Aim of the exercise> Pick out each line in the records below that contains the word "grass", and copy those lines in full.

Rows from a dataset
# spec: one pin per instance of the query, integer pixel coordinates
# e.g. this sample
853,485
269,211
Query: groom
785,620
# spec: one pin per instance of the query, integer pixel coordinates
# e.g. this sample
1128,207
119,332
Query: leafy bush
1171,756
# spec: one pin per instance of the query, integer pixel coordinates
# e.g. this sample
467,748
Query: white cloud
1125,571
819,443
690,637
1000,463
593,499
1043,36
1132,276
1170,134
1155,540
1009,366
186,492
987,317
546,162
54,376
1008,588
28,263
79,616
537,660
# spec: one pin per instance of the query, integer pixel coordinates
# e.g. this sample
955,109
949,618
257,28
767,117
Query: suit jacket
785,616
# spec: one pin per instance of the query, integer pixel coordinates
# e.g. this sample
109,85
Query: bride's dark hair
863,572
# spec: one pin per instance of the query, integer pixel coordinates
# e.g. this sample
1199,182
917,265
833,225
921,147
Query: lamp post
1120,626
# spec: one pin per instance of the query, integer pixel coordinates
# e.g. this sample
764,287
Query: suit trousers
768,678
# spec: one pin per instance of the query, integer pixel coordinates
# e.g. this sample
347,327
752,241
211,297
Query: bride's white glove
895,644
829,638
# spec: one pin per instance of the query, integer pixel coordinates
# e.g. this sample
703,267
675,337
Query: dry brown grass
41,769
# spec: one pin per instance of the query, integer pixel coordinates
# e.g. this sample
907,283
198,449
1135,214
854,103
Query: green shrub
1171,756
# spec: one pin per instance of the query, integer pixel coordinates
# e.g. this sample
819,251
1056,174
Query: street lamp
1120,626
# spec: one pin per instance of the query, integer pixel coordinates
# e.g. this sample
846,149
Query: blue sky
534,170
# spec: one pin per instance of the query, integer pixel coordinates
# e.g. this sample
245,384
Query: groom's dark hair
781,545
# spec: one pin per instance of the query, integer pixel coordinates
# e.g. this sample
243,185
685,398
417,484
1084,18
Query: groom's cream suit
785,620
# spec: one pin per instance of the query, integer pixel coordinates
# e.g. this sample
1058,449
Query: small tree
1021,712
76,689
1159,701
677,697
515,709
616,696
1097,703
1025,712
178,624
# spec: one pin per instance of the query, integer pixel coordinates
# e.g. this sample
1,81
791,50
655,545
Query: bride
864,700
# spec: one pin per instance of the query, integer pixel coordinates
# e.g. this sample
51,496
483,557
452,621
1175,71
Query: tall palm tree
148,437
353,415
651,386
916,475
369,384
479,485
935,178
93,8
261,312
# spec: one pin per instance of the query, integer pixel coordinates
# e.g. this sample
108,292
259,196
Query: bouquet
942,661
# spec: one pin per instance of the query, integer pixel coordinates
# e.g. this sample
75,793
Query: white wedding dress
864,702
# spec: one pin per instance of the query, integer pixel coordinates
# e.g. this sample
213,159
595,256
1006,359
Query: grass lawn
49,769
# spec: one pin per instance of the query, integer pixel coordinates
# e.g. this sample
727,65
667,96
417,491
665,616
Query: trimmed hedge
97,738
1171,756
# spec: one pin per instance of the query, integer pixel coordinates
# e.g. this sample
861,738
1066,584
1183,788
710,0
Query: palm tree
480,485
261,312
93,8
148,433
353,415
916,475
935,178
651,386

Response to the exercise>
Query: dry brown grass
Query: grass lawn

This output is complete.